Top of Data

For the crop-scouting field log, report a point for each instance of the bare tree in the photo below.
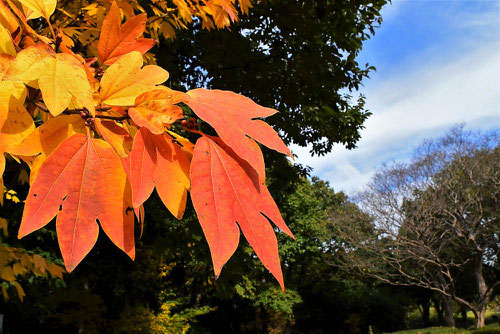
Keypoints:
(434, 221)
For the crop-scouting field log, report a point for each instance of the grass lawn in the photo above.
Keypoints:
(488, 329)
(415, 320)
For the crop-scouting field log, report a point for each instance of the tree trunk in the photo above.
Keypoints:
(439, 309)
(426, 312)
(463, 311)
(480, 316)
(448, 312)
(482, 289)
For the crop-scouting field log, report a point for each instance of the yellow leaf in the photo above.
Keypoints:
(19, 289)
(125, 80)
(4, 292)
(14, 127)
(64, 81)
(29, 65)
(167, 30)
(6, 44)
(56, 271)
(157, 107)
(7, 18)
(43, 8)
(45, 138)
(19, 269)
(3, 225)
(5, 61)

Bottom of Data

Your instructions: Across the records above, count the lines holding "report" and write down only that count.

Exercise response: 4